Emory Report

December 7, 1998

 Volume 51, No. 14

Yerkes settles with OSHA on safety violations

The Yerkes Center has settled its case with the Occupational Safety and Health Administration. In April, the agency claimed the primate center was noncompliant on safety practices in the wake of Research Assistant Beth Griffin's death last December.

In the settlement, OSHA agreed to drop its charge that Yerkes willfully violated safety rules and, in contrast to prior assertions, recognized that safety conditions and practices at the center in no way caused or contributed to Griffin's injury or death. OSHA initially fined the center $105,300 for 10 alleged safety violations last April; the settlement, announced Dec. 1, includes a $66,400 fine.

"We have now reached a settlement because the agency finally agreed to retract or amend its most serious charges," said Yerkes Director Tom Insel. "Yerkes takes its responsibility for safety of our employees seriously and has always worked in compliance with regulations and guidelines. We also want to turn our full attention back to our mission-improving human and animal health through scientific discovery."

The government agency also dropped its charge that Yerkes did not have a referral system in place to ensure employees access to prompt medical evaluation and care. The citations issued by OSHA last April have also been changed to make it clear they don't relate to events preceding Griffin's death, but focus only on the period of time following it, said Kate Egan, Yerkes' chief of public affairs.

The OSHA investigation began after Yerkes reported Griffin's death almost a year ago, following exposure to the rare herpes B virus. Considerable media attention ensued, and OSHA broadened the scope of its investigation to include procedures followed by other workers in the aftermath of Griffin's death.

Yerkes administrators vigorously protested the citations issued by the agency, saying the center had followed safety guidelines developed by Centers for Disease Control and Prevention biosafety working groups-the same procedures followed by the nation's other primate centers. Griffin's exposure to the virus, which occurred after bodily fluid from a caged rhesus monkey splashed in her eye, was a previously unknown route of infection. After her death, Yerkes adopted broader use of protective eyewear for workers, and its staff complied, Egan said.

Information –

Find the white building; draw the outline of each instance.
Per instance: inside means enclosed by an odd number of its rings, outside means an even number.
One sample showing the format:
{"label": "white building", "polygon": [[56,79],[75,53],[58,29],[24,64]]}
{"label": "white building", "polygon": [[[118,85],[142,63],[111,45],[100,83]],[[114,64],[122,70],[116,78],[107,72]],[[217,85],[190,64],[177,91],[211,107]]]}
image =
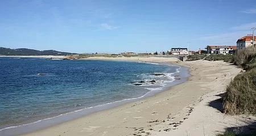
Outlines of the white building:
{"label": "white building", "polygon": [[224,55],[232,54],[235,52],[234,50],[237,50],[237,46],[216,46],[211,47],[211,53]]}
{"label": "white building", "polygon": [[[256,36],[254,36],[254,39]],[[254,44],[255,42],[254,39]],[[237,41],[237,49],[242,49],[243,48],[247,48],[253,46],[253,36],[246,36],[242,38],[239,39]]]}
{"label": "white building", "polygon": [[188,49],[181,48],[172,48],[171,49],[172,55],[187,55]]}

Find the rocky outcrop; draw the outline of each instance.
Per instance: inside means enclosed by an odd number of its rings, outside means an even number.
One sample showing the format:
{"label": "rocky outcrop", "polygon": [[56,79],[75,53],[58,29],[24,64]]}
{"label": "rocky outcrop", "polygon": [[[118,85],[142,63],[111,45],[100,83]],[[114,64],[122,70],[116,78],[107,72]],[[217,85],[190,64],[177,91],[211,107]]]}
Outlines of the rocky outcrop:
{"label": "rocky outcrop", "polygon": [[156,75],[156,76],[165,75],[164,74],[162,74],[162,73],[154,73],[153,75]]}

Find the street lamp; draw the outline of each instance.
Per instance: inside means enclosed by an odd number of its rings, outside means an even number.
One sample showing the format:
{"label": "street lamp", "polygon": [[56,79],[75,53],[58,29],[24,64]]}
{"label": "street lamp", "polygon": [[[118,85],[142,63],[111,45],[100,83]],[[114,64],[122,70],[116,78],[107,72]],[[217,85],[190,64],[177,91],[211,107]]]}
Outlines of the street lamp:
{"label": "street lamp", "polygon": [[251,29],[253,30],[253,46],[254,47],[254,30],[256,28],[255,27],[251,28]]}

Task to complete – Write the next part of the Emory Report article about the Yerkes settlement with OSHA, starting after its last sentence.

Answer box –
The amended OSHA citations penalize Yerkes for an increased number of potential eye exposures reported by workers in the weeks following Griffin's death. All of the workers were wearing accepted eye protection, Egan said, but "this increased reporting of potential exposures resulted from an understandably heightened concern by all employees and the fact that Yerkes stressed to employees the importance of reporting such incidents to ensure protection against actual infection." No employee was exposed to herpes B.

"We are all aware of the risks, and must balance that daily against the need to provide first-rate care to the primates and to try and improve the lives of those who will face debilitating diseases," Insel said. "People who do this kind of work are deeply committed to our mission and to the animals."

Yerkes officials hope the settlement will allow staff there to grieve properly and look forward, Egan said, with a renewed commitment to a safe work environment and the center's mission.

"This has been a tragic episode, most clearly for [Griffin's] family, friends and close colleagues, but deeply disturbing and painful as well to the entire Yerkes community," she said.

The CDC will convene a working group in January to revise the current guidelines about protective eyewear in light of what has been learned since Griffin's death about risks of exposure for those who work with primates.